What is being asked: According to the holiday recap, who is the publisher of Pioneer Girl?
*** Opening of Text ***
Second Week of December Recap

Josie Leavitt - December 15, 2014

As we enter the last 10 days before the holiday, it’s time for my recap of the previous week.
– Sales continue to be great. We are ahead of last year, even with the snow (and school snow days) and are continuing the trend of folks spending a lot more per purchase than they did last year or even the year before. Yes, we have lost some customers to the e-book world, but the ones who are buying physical books are buying heaps of them. Customers are finding that they can get a lot of shopping done at the store whether it’s for books, toys, games or stocking stuffers. We are happily wrapping and giving out sugar plums by the pound.
– Who knew that Pioneer Girl  by Laura Ingalls Wilder would be the hot book of the season that is 9780984504176utterly unavailable? I’m sure the publisher, South Dakota Historical Society, was taken by surprise as well, judging by the late date of the reprints.- Shipping issues continue to plague us. One distributor seems to have at least one box (if not two) go missing with every delivery. Theses errant boxes do eventually show up, but often it’s after someone’s deadline for their special order. Customers are not as understanding about these shipping issues as they could be. Of course, this makes sense because they all have deadlines, too. Another shipper seems to get our primary warehouse deliveries to us on time, but ones from our secondary warehouse take up to a week longer to arrive, which is several days later than normal. So, Elizabeth has spent a lot of time on the phone trying to sort this out and get things reshipped.
*** Close of Text ***
*** Opening of Supplied material ***
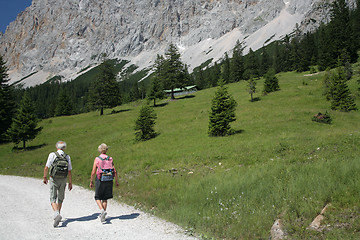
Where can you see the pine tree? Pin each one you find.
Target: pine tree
(271, 83)
(64, 106)
(105, 92)
(340, 94)
(225, 69)
(251, 65)
(7, 102)
(24, 126)
(264, 61)
(222, 112)
(341, 32)
(144, 125)
(237, 67)
(156, 90)
(175, 72)
(252, 87)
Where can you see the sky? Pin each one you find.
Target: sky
(9, 9)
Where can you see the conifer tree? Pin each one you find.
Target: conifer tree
(64, 106)
(105, 92)
(341, 32)
(225, 69)
(222, 112)
(156, 90)
(24, 126)
(237, 67)
(175, 72)
(271, 83)
(7, 102)
(251, 65)
(340, 94)
(252, 87)
(264, 61)
(215, 75)
(144, 125)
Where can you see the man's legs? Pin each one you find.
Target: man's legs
(102, 204)
(57, 195)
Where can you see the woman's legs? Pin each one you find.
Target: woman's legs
(102, 204)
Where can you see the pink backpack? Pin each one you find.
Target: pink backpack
(106, 169)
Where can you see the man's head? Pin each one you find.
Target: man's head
(103, 148)
(61, 145)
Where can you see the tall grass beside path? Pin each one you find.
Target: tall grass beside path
(279, 164)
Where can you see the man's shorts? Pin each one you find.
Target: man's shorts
(103, 190)
(57, 189)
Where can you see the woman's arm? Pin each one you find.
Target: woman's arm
(116, 177)
(92, 174)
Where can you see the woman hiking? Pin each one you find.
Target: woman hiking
(105, 173)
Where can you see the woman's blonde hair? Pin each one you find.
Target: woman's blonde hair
(61, 145)
(103, 148)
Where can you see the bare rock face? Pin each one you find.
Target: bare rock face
(66, 36)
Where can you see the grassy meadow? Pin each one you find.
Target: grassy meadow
(279, 164)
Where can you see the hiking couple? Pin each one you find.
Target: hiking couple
(59, 165)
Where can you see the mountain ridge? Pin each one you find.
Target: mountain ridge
(139, 30)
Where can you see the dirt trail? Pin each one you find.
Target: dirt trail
(26, 214)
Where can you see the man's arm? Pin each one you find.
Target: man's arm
(46, 170)
(70, 180)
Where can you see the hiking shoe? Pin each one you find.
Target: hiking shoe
(57, 220)
(102, 216)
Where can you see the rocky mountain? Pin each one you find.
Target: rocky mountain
(54, 37)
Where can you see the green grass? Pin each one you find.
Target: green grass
(279, 164)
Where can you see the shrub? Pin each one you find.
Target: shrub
(322, 118)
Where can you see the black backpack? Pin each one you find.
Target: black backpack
(60, 166)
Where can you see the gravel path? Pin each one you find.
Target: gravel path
(26, 214)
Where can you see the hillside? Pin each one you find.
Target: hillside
(280, 164)
(60, 38)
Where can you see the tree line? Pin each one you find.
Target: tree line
(333, 44)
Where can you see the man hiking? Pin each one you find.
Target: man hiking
(59, 164)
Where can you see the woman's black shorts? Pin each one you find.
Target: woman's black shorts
(103, 190)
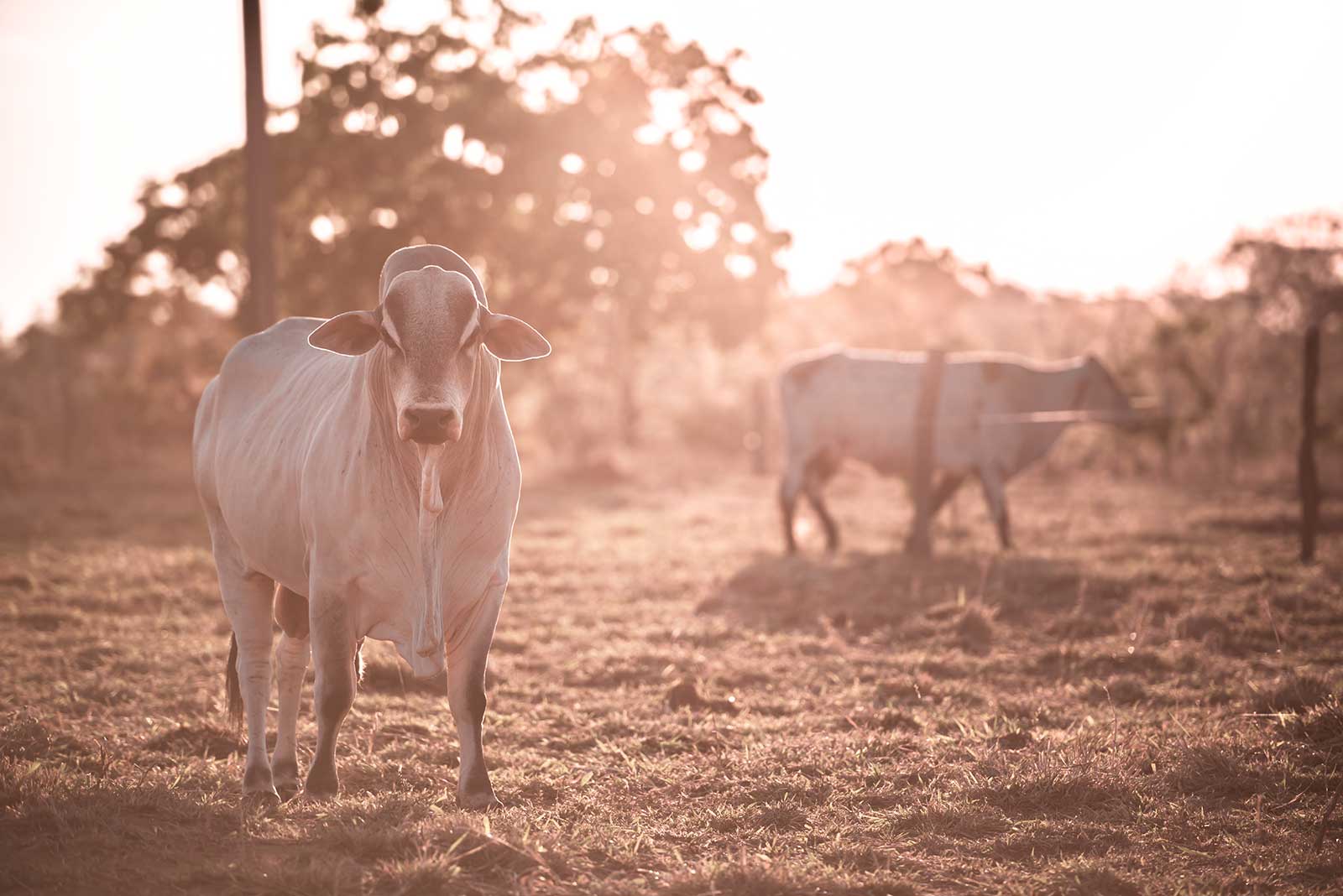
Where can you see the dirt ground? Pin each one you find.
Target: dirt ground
(1142, 698)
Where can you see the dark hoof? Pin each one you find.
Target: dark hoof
(483, 801)
(261, 802)
(286, 781)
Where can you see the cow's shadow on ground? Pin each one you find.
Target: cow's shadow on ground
(895, 593)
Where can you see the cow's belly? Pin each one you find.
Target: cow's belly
(261, 511)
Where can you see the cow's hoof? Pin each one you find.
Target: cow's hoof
(261, 802)
(480, 801)
(286, 779)
(321, 784)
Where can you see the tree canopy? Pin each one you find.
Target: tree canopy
(613, 172)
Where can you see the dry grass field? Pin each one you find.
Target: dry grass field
(1143, 698)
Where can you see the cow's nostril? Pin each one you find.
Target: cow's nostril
(430, 425)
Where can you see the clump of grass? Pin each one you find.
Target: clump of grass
(974, 628)
(1320, 725)
(26, 737)
(1202, 627)
(1212, 770)
(198, 741)
(1087, 878)
(1125, 690)
(1289, 692)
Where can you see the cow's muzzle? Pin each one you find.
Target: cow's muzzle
(431, 425)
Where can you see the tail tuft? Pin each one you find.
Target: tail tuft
(359, 663)
(232, 685)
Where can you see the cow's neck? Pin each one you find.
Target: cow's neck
(1048, 391)
(460, 474)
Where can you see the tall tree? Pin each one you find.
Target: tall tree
(610, 174)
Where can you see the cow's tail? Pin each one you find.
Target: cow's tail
(233, 685)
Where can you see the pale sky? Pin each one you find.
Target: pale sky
(1079, 147)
*** Close of Supplied material ***
Your response: South Dakota Historical Society